## Texte d'étude
◆ ◆ ◆ ◆ ◆

Le commerce illégal croissant des armes au Sahel alimente l’instabilité et le terrorisme, nécessitant un soutien international et des stratégies globales pour s’attaquer aux causes profondes. De nos jours, cette région est devenue une plaque tournante du commerce illégal d’armes et d’autres activités criminelles.

S’étendant sur 6 000 kilomètres à travers le continent africain, le Sahel abrite 300 millions de personnes du Sénégal au Soudan, dont beaucoup sont actuellement aux prises avec la sécheresse et l’impact du changement climatique. Dans ce contexte, le marché croissant des armes illégales est alimenté par les tensions intercommunautaires, l’extrémisme religieux et la concurrence pour les ressources.

Dans le même temps, l’absence de contrôle gouvernemental a permis à des acteurs non étatiques de s’emparer du marché, déplaçant des millions de personnes et ouvrant des opportunités lucratives aux trafiquants d’armes.

Le commerce opère à travers des centres d’affaires dans les villes et les villages le long des routes de transport cruciales. Alors que les parties impliquées dans ces conflits se multiplient, la demande d’armes à feu et de munitions augmente également, transformant la région en un marché prospère pour les trafiquants d’armes illégaux.

◆ ◆ ◆ ◆ ◆

## Lignes de données
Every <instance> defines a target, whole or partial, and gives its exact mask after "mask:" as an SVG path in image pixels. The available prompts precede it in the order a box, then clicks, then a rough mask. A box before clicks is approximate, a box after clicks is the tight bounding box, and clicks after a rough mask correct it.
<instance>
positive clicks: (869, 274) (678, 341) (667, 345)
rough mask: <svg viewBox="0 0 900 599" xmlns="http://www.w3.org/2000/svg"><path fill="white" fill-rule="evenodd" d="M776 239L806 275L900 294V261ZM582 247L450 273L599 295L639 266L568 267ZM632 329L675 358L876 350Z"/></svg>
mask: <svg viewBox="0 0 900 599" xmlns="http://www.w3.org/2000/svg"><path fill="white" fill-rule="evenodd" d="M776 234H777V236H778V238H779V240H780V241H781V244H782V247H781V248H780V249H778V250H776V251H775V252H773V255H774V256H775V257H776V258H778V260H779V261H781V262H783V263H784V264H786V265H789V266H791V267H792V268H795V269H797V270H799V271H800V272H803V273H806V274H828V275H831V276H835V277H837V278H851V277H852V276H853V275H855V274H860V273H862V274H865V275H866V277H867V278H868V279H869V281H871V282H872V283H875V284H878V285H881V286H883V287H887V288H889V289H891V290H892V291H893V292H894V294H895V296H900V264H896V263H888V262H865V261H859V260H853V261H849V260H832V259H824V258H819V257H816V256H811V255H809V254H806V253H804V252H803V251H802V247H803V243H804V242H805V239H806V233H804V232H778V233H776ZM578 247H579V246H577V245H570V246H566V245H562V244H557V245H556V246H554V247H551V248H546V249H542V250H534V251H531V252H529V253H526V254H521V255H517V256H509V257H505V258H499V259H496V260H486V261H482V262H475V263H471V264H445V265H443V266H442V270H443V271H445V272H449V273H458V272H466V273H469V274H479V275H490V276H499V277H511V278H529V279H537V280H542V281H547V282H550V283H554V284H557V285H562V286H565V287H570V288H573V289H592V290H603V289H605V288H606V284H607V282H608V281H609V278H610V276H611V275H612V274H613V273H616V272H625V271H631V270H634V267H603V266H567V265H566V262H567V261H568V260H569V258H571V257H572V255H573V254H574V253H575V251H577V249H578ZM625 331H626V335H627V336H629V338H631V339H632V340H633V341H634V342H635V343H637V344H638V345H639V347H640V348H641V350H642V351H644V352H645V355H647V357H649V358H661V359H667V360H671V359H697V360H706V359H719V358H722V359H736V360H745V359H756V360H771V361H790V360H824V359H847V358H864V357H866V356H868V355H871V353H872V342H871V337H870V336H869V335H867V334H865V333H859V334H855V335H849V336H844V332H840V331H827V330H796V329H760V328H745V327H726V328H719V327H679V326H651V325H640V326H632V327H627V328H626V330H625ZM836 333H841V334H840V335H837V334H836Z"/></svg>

◆ ◆ ◆ ◆ ◆

## Consignes
1 – D'après le texte sur le commerce des armes au Sahel, sur quelle distance le Sahel s'étend-il ?
2 – Recopiez fidèlement le passage du texte sur le commerce des armes au Sahel qui va de "S’étendant sur 6" jusqu'à "aux trafiquants d’armes.".
3 – Reprenez le texte sur le commerce des armes au Sahel à la suite de sa dernière phrase et poursuivez-le.

## Réponses numérotées
1 – Il s'étend sur 6 000 kilomètres à travers le continent africain.

2 –
S’étendant sur 6 000 kilomètres à travers le continent africain, le Sahel abrite 300 millions de personnes du Sénégal au Soudan, dont beaucoup sont actuellement aux prises avec la sécheresse et l’impact du changement climatique. Dans ce contexte, le marché croissant des armes illégales est alimenté par les tensions intercommunautaires, l’extrémisme religieux et la concurrence pour les ressources.

Dans le même temps, l’absence de contrôle gouvernemental a permis à des acteurs non étatiques de s’emparer du marché, déplaçant des millions de personnes et ouvrant des opportunités lucratives aux trafiquants d’armes.

3 –
Selon l’Office des Nations unies contre la drogue et le crime (ONUDC), même les rançons des enlèvements sont acheminées vers ce marché pour acquérir plus d’armes. La Libye, l’Algérie et le Soudan jouent un rôle important dans cet environnement commercial instable. L’intervention de l’OTAN en Libye en 2011 a été un catalyseur du marché illégal des armes au Sahel.

Ainsi, ces armes pillées entrent au Mali, aggravant la situation sécuritaire déjà précaire. Au Soudan, le conflit en cours a encore stimulé le commerce des armes dans la mesure où des soldats vendent leurs armes pour s’assurer des produits de première nécessité comme la nourriture. L’État islamique et d’autres organisations terroristes ont capitalisé sur ce marché illicite, utilisant des armes facilement disponibles pour étendre leurs opérations et leur influence régionales.

Cette situation a transformé le Sahel en incubateurs majeurs de terrorisme et d’extrémisme violent, créant un cycle auto-entretenu de violence et de trafic d’armes. Mais cette activité de marché noir en plein essor n’est pas sans contre-mesures. Les efforts des organisations internationales et des opérations conjointes ont entraîné une augmentation de 105% des saisies d’armes entre 2017 et 2021.

Des initiatives régionales telles que l’Initiative d’Accra 2017 et l’initiative « Faire taire les armes » de l’Union africaine s’emploient à lutter contre ce commerce rentable en se concentrant sur les opérations conjointes, le renforcement de la résilience et l’assistance technique pour le contrôle des armes légères.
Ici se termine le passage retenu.